+++ TEXT SHOWN

Let's start with the men...
Boyfriend 1: Joe Sensitive - "After I wash the dishes, let's cuddle OK?"
Also known as: Mr. Nice Guy
Advantages: Well-behaved; irons own shirts, can be depended on to buy female sanitary products and have long meaningful discussions about clothes and the highlights in your hair.
Disadvantages: Irritatingly compassionate, wimpy, possibly gay, lives with his mother.

Boyfriend 2: Old Sadoo Face - "People are stupid. The world can go to hell. Let's stay home and watch TV."
Also known as: The prophet of doom
Advantages: Stays put; predictable
Disadvantages: Royal pain in the ass, Grumbles all the time about everything and thinks there is a huge conspiracy to destroy him because 'he knows.'


Boyfriend 3: Mr. Moneybags- "Hang on a sec. I have to refuel my private jet before we go to the island"
Also known as: Richie-Rich
Advantages: Is loaded, expensive gifts, great car
Disadvantages: Relatively shallow, drives too fast and probably has a drinking problem

Boyfriend 4: Tarzan - "Shut up, the match is about to start."
Also known as: Big 'n' Dumb
Advantages: Does a neat cave man throw-you-over-his shoulder move; is easily fooled, makes a great bodygaurd.
Disadvantages: Can break you in half, sweats like a pig, has no concept of romance

Boyfriend 5: Computer-game Junkie - "How can you talk about love at a time like this? Don't you know that the zorg army needs me?"
Also known as: Geek
Advantages: Has nimble fingers, good hand-eye coordination and a fast internet connection.
Disadvantages: Spends 80% of his waking hours staring at a computer screen blowing up computer generated legions of terrorists and has a secret crush on an animated quake character with the body of Pamela and battle ability that would put Rambo to shame!

++++++
+++ DATA SHOWN

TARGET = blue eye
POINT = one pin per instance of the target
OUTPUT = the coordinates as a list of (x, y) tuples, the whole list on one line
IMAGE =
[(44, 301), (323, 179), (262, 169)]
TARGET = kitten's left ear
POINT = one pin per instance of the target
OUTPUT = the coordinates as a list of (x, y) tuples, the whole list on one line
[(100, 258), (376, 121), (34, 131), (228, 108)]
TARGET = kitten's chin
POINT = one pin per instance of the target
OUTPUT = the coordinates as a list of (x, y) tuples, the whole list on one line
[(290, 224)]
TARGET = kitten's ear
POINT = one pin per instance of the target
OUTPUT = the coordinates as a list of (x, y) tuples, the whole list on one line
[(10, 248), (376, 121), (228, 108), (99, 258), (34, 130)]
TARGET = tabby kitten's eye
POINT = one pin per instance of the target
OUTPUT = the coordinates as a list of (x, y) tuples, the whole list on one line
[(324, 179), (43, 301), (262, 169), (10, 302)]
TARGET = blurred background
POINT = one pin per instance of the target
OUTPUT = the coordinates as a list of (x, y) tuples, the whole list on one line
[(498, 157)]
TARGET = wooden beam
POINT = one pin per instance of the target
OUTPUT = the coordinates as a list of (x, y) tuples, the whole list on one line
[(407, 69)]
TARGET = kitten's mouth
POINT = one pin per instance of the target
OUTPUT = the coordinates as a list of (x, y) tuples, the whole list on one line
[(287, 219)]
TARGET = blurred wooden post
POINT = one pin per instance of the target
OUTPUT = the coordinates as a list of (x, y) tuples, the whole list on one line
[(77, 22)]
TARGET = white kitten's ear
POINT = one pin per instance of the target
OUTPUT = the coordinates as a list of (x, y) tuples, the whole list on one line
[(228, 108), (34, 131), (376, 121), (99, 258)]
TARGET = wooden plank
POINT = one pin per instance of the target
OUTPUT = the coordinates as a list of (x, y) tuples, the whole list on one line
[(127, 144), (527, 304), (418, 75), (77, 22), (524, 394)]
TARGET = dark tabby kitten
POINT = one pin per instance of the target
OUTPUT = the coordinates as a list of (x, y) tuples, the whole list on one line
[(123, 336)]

++++++

TASK SET -
(a) From the boyfriend types list, duplicate the text exactly from "Boyfriend 2: Old" to "a great bodygaurd.".
(b) In the boyfriend types list, what other name is given for Mr. Moneybags?
(c) Continue the boyfriend types list from where it stops.

ANSWERS TO THE EXERCISES -
(a)
Boyfriend 2: Old Sadoo Face - "People are stupid. The world can go to hell. Let's stay home and watch TV."
Also known as: The prophet of doom
Advantages: Stays put; predictable
Disadvantages: Royal pain in the ass, Grumbles all the time about everything and thinks there is a huge conspiracy to destroy him because 'he knows.'


Boyfriend 3: Mr. Moneybags- "Hang on a sec. I have to refuel my private jet before we go to the island"
Also known as: Richie-Rich
Advantages: Is loaded, expensive gifts, great car
Disadvantages: Relatively shallow, drives too fast and probably has a drinking problem

Boyfriend 4: Tarzan - "Shut up, the match is about to start."
Also known as: Big 'n' Dumb
Advantages: Does a neat cave man throw-you-over-his shoulder move; is easily fooled, makes a great bodygaurd.

(b) Richie-Rich

(c)
Boyfriend 6: Casanova - "Who, me?"
Also known as: Two-timing son of a b****
Advantages: Has romancing down to an art form, always smells & good can probably dance.
Disadvantages: May be having time of his life-most probably without you!

Boyfriend 7: Sex Maniac - "Let's do it"
Also known as: Stud Muffin
Advantages: Perpetually aroused
Disadvantages: Perpetually aroused

Boyfriend 8: The Dreamer - "Someday I'm going to be rich & famous. I have a dream..."
Also known as: Struggling-Artist, Struggling-Philosopher, Struggling-...
Advantages: Tells good stories, gives deep meaningful kisses and can go without physical intimacy for long periods of time, will be content to hold your hand and sigh occassionally.
Disadvantages: Is usually broke, has no concept of time

Boyfriend 9: Mr. Right - "While the servants wash the dishes, let's drink wine and make love in my new yacht, ok?"
Also known as: Mr. Perfect
Advantages: Answer to a woman's prayer
Disadvantages: Hunted to extinction

and now for the women...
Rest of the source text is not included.